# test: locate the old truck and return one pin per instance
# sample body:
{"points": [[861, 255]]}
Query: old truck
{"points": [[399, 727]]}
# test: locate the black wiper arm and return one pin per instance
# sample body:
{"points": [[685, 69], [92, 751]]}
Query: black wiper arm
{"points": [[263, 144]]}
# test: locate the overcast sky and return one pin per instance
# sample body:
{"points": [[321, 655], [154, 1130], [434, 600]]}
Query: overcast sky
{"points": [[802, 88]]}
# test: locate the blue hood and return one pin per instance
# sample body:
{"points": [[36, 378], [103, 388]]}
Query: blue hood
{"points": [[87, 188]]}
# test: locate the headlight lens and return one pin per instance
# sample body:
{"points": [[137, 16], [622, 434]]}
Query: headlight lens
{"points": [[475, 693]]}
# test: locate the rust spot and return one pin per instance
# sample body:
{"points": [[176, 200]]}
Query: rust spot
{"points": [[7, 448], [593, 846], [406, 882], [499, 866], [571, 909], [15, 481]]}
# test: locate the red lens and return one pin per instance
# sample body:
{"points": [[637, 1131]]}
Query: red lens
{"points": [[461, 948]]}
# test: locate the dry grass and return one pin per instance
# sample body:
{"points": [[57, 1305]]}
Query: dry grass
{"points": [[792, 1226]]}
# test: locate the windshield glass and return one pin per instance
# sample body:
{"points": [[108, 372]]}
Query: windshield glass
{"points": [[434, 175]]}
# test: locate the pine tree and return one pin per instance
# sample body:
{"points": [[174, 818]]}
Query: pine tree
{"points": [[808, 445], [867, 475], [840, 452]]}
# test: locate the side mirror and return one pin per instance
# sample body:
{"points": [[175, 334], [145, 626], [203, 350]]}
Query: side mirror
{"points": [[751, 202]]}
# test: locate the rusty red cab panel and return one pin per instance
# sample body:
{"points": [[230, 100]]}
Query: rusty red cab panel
------------------------
**Exercise**: From the records above, extract every entry verbatim.

**Exercise result**:
# test: locate the old truck and return one pin per instance
# sample body:
{"points": [[861, 255]]}
Query: old truck
{"points": [[399, 727]]}
# test: locate the black wiper arm and return one pin per instance
# sample body:
{"points": [[685, 69], [92, 751]]}
Query: black wiper arm
{"points": [[263, 144]]}
# test: locate the overcast sky and return one pin per instance
# sample body:
{"points": [[321, 655], [154, 1130], [434, 600]]}
Query: overcast sky
{"points": [[802, 88]]}
# test: locate the blue hood and return one pin per instance
# sample body:
{"points": [[36, 378], [103, 388]]}
Query: blue hood
{"points": [[87, 188]]}
# test: locate the headlight lens and return one pin per instance
# sample body:
{"points": [[137, 16], [622, 434]]}
Query: headlight lens
{"points": [[475, 693]]}
# test: locate the rust spot and return one pin per instance
# sample body:
{"points": [[176, 200]]}
Query: rust spot
{"points": [[7, 448], [593, 846], [406, 882], [499, 866], [571, 909], [15, 481]]}
# test: locate the red lens and return one pin per instance
# sample body:
{"points": [[637, 1131]]}
Query: red lens
{"points": [[461, 948]]}
# test: locate the dry grass and return one pin per instance
# sample body:
{"points": [[57, 1305]]}
Query: dry grass
{"points": [[792, 1226]]}
# test: locate the windshield glass and return one pin per instance
# sample body:
{"points": [[108, 372]]}
Query: windshield glass
{"points": [[434, 175]]}
# test: locate the pine tree and return one pin per instance
# sample body:
{"points": [[174, 818]]}
Query: pine tree
{"points": [[808, 445], [867, 475], [840, 452]]}
# test: locate the side mirror and return one pin per instance
# sample body:
{"points": [[175, 334], [145, 626], [203, 350]]}
Query: side mirror
{"points": [[751, 202]]}
# test: locate the rusty red cab panel and return one pin per instance
# sample body:
{"points": [[230, 100]]}
Query: rusty red cab panel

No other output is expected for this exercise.